───── Извлечённый текст ─────

И он оказался на солнечной стороне, в своей истории.
Потом Ахматова уехала. Поцеловала: «Храни вас Бог».
Опустело, все забывается, кроме слов, Ахматова: «И поступить в университет», Надежда Мандельштам: «Будешь и ты в университете! Может быть, даже самого Гудзия увидишь…», Шкловский: «Идите в университет. Иначе вам не о чем будет писать», Андроников: «Университет, как консерватория, учит играть гаммы: до, ре, ми, фа, соль… Но одни, пользуясь этими гаммами, играют Моцарта или Баха, а другие…», Шкловский: «Важен не университет, а среда», Ахматова:
– Мы все учились с голоса… Было кого слушать.
– А нам что же делать? – спросил я.
– А вам надо поступать в университет и все начинать сначала.
Они приговорили и уехали. Бабаев сделал, как сказали. Не студентом, так преподавателем (как Шах), но что он там встретил, в университете московском государственном, куда его гнали люди, учившиеся до революции, почему повторял (и с каким настроением?) некрасовское:
Будешь в университете -
Сон свершится наяву!
Я не знаю. Сразу в МГУ не вышло, учился там, в Ташкенте, и дернули памятливые люди, когда государи запретили Ахматову и Зощенко: «Мы знаем, что она тебя любила. Расскажи на собрании о вредном влиянии, которое на тебя оказала Ахматова». Надо платить, он спускался по лестнице и плакал, платить надо, девятнадцать лет, та самая судьба, от которой все зависит. Ну что? Бабаев пустился на хитрость (не умел, и никогда потом) – в отделе кадров оставил заявление: прошу перевести в экстернатуру в связи с тяжелым материальным положением, сложившимся из-за смерти отца. Ага, сказали ему, погуляй, через час зайдешь, и отчислили – в школе на окраине Ташкента появился новый учитель младших классов.
А первокурсник Поспелов объявил: за оскорбление чести и достоинства Анны Ахматовой посылаю по почте Жданову (ближний боярин, глядел за культурой) вызов на дуэль. Верная тюрьма. «Самый храбрый человек нашего поколения! – восклицал Эдуард Григорьевич. – Или провокатор. На всех собраниях, позорящих Ахматову, Поспелов сидел в президиуме». У Бабаева есть стихи «Мое поколение», отрывок:
Все люди были братья,
Мы знали о них все!

─────

Задание: В извлечённом тексте выше есть фраза, которая начинается словами «Опустело, все забывается». Перечислите без повторов всех людей, чьи слова в ней процитированы.

───── Данные записи ─────

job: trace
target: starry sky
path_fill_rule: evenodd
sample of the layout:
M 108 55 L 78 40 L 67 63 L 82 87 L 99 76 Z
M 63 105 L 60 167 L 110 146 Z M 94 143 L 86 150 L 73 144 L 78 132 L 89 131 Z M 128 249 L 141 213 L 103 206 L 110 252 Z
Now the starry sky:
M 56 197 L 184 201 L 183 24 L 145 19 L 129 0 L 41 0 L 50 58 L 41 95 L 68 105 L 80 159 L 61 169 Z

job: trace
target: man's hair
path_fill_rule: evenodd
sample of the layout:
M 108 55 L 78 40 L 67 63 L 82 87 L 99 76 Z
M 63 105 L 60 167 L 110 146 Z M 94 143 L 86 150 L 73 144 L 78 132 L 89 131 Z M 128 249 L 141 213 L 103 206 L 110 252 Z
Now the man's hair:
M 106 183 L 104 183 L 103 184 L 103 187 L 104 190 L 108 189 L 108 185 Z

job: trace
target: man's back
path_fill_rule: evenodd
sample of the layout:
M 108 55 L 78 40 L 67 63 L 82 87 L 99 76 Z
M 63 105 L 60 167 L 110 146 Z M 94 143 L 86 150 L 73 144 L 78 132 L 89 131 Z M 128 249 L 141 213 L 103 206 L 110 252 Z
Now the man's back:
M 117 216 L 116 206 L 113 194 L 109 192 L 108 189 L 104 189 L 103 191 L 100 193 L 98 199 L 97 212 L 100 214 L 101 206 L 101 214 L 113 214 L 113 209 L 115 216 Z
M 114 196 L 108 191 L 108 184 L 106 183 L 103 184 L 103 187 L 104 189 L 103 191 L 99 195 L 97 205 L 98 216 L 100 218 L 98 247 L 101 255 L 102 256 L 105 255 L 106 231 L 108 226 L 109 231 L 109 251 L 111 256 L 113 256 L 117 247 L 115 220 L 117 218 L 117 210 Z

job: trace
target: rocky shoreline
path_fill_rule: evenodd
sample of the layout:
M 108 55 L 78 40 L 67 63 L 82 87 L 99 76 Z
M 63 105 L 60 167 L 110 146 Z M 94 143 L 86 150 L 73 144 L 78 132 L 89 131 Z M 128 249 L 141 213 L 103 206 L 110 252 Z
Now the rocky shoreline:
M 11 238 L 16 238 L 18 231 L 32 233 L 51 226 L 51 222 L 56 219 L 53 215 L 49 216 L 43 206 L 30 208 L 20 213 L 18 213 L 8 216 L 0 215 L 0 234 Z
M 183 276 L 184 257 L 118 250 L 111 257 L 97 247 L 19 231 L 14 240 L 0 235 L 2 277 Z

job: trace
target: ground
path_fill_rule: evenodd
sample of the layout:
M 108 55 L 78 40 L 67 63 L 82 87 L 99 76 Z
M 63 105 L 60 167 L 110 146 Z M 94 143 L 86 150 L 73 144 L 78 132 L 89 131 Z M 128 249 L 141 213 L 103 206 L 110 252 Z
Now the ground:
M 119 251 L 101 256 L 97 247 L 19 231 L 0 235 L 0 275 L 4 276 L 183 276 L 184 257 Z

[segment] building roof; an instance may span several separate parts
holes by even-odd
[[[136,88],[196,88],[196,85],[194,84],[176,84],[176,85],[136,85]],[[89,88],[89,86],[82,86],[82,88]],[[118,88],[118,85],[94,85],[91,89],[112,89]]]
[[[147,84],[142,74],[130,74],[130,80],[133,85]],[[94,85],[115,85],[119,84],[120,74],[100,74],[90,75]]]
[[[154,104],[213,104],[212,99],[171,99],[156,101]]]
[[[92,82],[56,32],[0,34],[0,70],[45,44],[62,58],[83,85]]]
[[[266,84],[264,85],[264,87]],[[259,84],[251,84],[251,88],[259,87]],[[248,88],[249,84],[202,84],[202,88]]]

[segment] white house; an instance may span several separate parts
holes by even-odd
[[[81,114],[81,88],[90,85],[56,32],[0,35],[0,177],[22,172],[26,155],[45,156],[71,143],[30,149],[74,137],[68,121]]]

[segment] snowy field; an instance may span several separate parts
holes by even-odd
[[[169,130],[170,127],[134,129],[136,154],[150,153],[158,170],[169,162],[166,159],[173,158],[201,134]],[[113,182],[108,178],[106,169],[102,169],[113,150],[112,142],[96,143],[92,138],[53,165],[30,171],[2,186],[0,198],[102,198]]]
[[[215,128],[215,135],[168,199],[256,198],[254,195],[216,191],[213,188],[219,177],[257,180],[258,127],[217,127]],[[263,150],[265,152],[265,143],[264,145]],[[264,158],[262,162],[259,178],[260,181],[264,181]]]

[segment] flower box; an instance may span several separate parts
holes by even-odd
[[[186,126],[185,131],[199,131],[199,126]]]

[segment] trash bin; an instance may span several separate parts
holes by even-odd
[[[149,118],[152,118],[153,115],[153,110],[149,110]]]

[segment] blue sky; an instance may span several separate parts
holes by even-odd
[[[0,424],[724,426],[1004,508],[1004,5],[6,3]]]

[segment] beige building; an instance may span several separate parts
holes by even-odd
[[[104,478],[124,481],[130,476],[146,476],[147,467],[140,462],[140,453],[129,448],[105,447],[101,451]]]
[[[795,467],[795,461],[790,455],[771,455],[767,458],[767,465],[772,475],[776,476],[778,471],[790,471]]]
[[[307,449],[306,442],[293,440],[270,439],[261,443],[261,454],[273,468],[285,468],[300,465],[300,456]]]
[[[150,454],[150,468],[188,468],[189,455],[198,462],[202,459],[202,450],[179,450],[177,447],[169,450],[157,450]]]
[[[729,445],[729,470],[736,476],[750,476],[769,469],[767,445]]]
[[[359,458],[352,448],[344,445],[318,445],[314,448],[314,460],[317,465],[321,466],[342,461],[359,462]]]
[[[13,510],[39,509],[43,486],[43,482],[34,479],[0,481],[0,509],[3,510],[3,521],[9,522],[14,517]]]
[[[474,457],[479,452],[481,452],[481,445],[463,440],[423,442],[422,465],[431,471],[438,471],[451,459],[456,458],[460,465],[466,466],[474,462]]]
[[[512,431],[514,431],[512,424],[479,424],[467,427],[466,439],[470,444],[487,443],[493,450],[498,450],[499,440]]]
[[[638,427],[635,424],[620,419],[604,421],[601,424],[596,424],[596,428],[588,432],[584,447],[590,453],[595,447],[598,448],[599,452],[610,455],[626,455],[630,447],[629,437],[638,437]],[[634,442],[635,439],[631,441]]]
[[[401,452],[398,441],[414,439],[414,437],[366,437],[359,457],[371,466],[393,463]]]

─────

Правильный ответ: Ахматова, Надежда Мандельштам, Шкловский, Андроников.